- [Work instructions]: Although the listing below holds pictures, reproduce only its lines from the one containing "left=209, top=105, right=306, bottom=118" through the last, exactly and without them.
----
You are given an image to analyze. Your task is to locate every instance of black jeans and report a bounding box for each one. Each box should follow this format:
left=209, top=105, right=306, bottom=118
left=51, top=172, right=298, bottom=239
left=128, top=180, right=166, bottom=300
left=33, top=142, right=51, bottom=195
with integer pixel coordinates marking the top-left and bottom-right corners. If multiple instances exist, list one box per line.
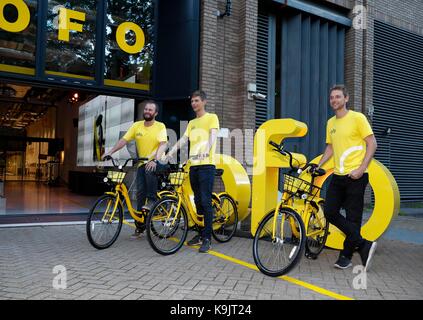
left=136, top=164, right=159, bottom=212
left=324, top=173, right=369, bottom=259
left=189, top=165, right=216, bottom=241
----
- [Completed exercise]:
left=209, top=105, right=306, bottom=118
left=51, top=172, right=298, bottom=239
left=128, top=180, right=166, bottom=300
left=33, top=142, right=51, bottom=195
with integer pixel coordinates marking the top-left and bottom-right corners. If multiple instances exist, list one box per line.
left=136, top=164, right=159, bottom=212
left=324, top=173, right=369, bottom=259
left=189, top=165, right=216, bottom=241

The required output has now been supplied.